**INPUT RECORDS:**
══════

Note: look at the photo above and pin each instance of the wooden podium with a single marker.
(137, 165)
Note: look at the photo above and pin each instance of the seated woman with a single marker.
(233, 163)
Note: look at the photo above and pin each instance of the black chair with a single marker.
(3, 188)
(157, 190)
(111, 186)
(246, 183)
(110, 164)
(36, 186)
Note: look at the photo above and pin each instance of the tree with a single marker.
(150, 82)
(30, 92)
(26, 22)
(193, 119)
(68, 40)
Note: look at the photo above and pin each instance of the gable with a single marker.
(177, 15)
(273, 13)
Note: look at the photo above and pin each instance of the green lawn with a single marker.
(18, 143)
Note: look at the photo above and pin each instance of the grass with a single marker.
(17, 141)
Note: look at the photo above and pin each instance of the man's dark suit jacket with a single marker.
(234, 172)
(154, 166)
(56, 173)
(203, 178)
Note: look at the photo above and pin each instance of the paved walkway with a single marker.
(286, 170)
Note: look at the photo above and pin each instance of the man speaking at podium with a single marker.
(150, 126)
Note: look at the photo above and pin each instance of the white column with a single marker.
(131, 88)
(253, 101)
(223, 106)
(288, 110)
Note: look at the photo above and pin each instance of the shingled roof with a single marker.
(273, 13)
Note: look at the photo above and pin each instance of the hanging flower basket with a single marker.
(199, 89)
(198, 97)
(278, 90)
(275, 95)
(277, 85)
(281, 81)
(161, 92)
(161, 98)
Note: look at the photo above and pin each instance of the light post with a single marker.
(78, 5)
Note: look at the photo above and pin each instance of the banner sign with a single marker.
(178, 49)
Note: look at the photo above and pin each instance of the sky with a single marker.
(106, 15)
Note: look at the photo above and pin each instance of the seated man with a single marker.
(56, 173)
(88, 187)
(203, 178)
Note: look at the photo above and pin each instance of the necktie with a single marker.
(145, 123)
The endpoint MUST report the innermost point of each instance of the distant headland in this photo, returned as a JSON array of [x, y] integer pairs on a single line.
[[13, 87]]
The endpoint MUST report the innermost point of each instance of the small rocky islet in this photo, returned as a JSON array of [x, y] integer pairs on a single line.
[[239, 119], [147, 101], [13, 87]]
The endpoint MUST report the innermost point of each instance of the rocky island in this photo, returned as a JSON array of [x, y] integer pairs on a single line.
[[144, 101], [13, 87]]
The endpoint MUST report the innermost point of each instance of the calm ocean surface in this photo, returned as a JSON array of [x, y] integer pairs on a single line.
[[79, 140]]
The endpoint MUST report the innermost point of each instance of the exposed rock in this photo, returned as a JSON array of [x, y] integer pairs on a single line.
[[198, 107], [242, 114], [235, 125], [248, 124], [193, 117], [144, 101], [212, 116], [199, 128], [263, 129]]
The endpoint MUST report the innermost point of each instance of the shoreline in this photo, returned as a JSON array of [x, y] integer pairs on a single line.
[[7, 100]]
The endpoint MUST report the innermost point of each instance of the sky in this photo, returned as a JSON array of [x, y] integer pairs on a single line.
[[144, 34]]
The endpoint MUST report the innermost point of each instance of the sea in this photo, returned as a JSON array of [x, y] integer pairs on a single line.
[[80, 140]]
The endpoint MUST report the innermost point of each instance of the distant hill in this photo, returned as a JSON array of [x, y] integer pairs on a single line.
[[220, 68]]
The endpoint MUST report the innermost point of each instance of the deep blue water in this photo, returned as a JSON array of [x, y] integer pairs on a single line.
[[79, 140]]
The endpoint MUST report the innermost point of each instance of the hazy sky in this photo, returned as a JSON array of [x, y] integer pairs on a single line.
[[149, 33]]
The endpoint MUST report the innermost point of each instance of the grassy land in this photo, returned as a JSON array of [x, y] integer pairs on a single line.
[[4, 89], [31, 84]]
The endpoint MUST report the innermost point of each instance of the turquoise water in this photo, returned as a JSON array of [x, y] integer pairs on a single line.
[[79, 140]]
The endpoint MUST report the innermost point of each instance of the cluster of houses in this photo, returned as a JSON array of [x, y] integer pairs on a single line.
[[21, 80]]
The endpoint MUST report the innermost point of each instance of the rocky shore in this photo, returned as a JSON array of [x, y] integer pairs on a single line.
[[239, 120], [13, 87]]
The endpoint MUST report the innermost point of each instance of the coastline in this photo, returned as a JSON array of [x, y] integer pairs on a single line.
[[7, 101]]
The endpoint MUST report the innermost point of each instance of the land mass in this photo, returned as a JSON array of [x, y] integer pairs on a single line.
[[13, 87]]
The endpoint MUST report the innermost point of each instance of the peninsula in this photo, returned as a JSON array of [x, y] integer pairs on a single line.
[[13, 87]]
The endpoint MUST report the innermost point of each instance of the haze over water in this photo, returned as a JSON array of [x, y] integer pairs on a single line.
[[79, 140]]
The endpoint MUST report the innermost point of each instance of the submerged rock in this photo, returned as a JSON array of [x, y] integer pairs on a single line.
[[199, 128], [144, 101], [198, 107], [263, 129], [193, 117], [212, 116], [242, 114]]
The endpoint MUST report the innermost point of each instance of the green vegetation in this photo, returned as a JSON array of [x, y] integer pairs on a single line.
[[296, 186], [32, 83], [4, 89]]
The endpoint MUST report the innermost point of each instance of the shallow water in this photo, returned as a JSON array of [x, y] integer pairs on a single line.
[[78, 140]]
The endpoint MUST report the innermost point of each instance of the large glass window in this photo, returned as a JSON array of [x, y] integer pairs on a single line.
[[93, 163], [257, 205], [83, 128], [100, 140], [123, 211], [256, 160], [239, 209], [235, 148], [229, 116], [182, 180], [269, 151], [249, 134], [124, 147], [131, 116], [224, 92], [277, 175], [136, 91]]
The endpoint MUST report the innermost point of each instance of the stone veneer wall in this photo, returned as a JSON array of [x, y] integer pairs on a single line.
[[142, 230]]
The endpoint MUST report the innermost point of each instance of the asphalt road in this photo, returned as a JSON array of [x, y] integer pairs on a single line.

══════

**WHAT TO PRODUCE:** Retype the records above in full, exactly.

**YOUR RESPONSE:**
Note: look at the photo above and pin each instance of the wooden podium with a single marker.
(137, 165)
Note: look at the photo above and pin each instance of the seated woman with a single marker.
(233, 163)
Note: look at the photo above and pin each instance of the black chair with a single marker.
(3, 188)
(157, 190)
(111, 186)
(246, 183)
(110, 164)
(36, 186)
Note: look at the photo above and pin each instance of the tree with a single marker.
(150, 82)
(30, 92)
(26, 22)
(193, 119)
(68, 40)
Note: look at the photo above and pin each instance of the gable with a single marker.
(177, 15)
(273, 13)
Note: look at the photo above and pin each instance of the green lawn with a single marker.
(18, 143)
Note: look at the photo above and pin each instance of the grass with a single marker.
(17, 141)
Note: look at the photo above and pin each instance of the man's dark suit jacket with a single marker.
(234, 172)
(154, 166)
(56, 173)
(203, 178)
Note: look at the photo above and pin each instance of the paved walkway with a single marker.
(286, 170)
Note: look at the photo above and pin each instance of the man speaking at podium with a single marker.
(150, 126)
Note: look at the photo above and pin each instance of the white column with a single marker.
(131, 88)
(253, 101)
(223, 106)
(288, 110)
Note: look at the photo above and pin each instance of the shingled roof with a single marker.
(273, 13)
Note: look at the photo above and pin each instance of the hanging flower basket with a single marker.
(199, 89)
(198, 97)
(278, 90)
(275, 95)
(277, 85)
(281, 81)
(161, 92)
(161, 98)
Note: look at the photo above and pin each instance of the light post with a single marker.
(78, 5)
Note: look at the photo above and pin each instance of the banner sign with a single marker.
(178, 49)
Note: look at the photo above and pin each instance of the sky with a single marker.
(106, 15)
Note: look at the photo above and pin each instance of the seated man with a single marker.
(56, 173)
(88, 187)
(203, 178)
Note: look at the photo above and pin each instance of the necktie with a single marker.
(145, 123)
The endpoint MUST report the innermost point of each instance of the distant headland in this photo, returned as a JSON array of [x, y] integer pairs on a single line.
[[13, 87]]
The endpoint MUST report the innermost point of each instance of the small rocky islet in this photo, returned as a JSON array of [x, y] integer pairs on a single line.
[[239, 119], [147, 101], [13, 87]]
The endpoint MUST report the innermost point of each instance of the rocky island in this photo, returned as a JSON array of [x, y] integer pairs on a single line.
[[144, 101], [13, 87]]
The endpoint MUST report the innermost point of each instance of the calm ocean surface in this photo, returned as a JSON array of [x, y] integer pairs on a single line.
[[79, 140]]
The endpoint MUST report the innermost point of each instance of the exposed rock in this photo, returned as a JSON array of [x, y] integer pairs on a single line.
[[198, 107], [242, 114], [235, 125], [248, 124], [193, 117], [144, 101], [212, 116], [199, 128], [263, 129]]
The endpoint MUST report the innermost point of each instance of the shoreline in this photo, returned as a JSON array of [x, y] integer pairs on a single line.
[[7, 100]]
The endpoint MUST report the innermost point of each instance of the sky in this photo, returned as a JSON array of [x, y] integer pairs on a single line.
[[144, 34]]
The endpoint MUST report the innermost point of each instance of the sea in this photo, returned as a JSON array of [x, y] integer pairs on a single line.
[[80, 140]]
The endpoint MUST report the innermost point of each instance of the distant hill in this photo, returned as a JSON array of [x, y] integer pairs on a single line.
[[220, 68]]
The endpoint MUST report the innermost point of each instance of the deep blue water in this photo, returned as a JSON array of [x, y] integer pairs on a single line.
[[79, 140]]
The endpoint MUST report the innermost point of each instance of the hazy sky in this photo, returned as a JSON array of [x, y] integer pairs on a single line.
[[149, 33]]
The endpoint MUST report the innermost point of each instance of the grassy land in this photo, returned as a JSON array of [x, y] integer pairs on a single line.
[[4, 89], [31, 84]]
The endpoint MUST report the innermost point of each instance of the turquoise water in this photo, returned as a JSON array of [x, y] integer pairs on a single line.
[[79, 140]]
The endpoint MUST report the innermost point of each instance of the cluster of houses in this photo, returned as a JSON array of [x, y] integer pairs on a single line.
[[21, 80]]
The endpoint MUST report the innermost point of each instance of the rocky shore in this photo, returned as a JSON array of [x, y] integer pairs on a single line.
[[239, 120], [13, 87]]
The endpoint MUST report the innermost point of each instance of the coastline in this photo, returned as a JSON array of [x, y] integer pairs on a single line.
[[7, 101]]
The endpoint MUST report the innermost point of each instance of the land mass in this photo, returned as a JSON array of [x, y] integer pairs on a single line.
[[13, 87]]
The endpoint MUST report the innermost point of each instance of the peninsula in this photo, returned as a JSON array of [x, y] integer pairs on a single line.
[[13, 87]]
The endpoint MUST report the innermost point of each instance of the haze over water in this photo, returned as a JSON array of [x, y] integer pairs on a single line.
[[79, 140]]
The endpoint MUST report the innermost point of each instance of the submerged rock in this photo, returned as a JSON array of [x, y] integer pairs on a single line.
[[199, 128], [144, 101], [198, 107], [263, 129], [193, 117], [212, 116], [242, 114]]
The endpoint MUST report the innermost point of each instance of the green vegetation in this photo, returned as a JSON array of [x, y] integer pairs on a single line.
[[296, 186], [32, 83], [4, 89]]
The endpoint MUST report the innermost point of each instance of the shallow water in this photo, returned as a JSON array of [x, y] integer pairs on a single line.
[[78, 140]]
The endpoint MUST report the innermost point of each instance of the large glass window in this photo, returned as a JSON array of [x, y] integer pairs on a single line.
[[93, 163], [257, 205], [83, 128], [100, 140], [123, 211], [256, 160], [239, 209], [235, 148], [229, 116], [182, 180], [269, 151], [249, 134], [124, 147], [131, 116], [224, 92], [277, 175], [136, 91]]
The endpoint MUST report the innermost point of each instance of the stone veneer wall in this photo, returned as a JSON array of [x, y] integer pairs on a single line.
[[142, 230]]
The endpoint MUST report the innermost point of each instance of the asphalt road in this photo, returned as a JSON array of [x, y] integer pairs on a single line.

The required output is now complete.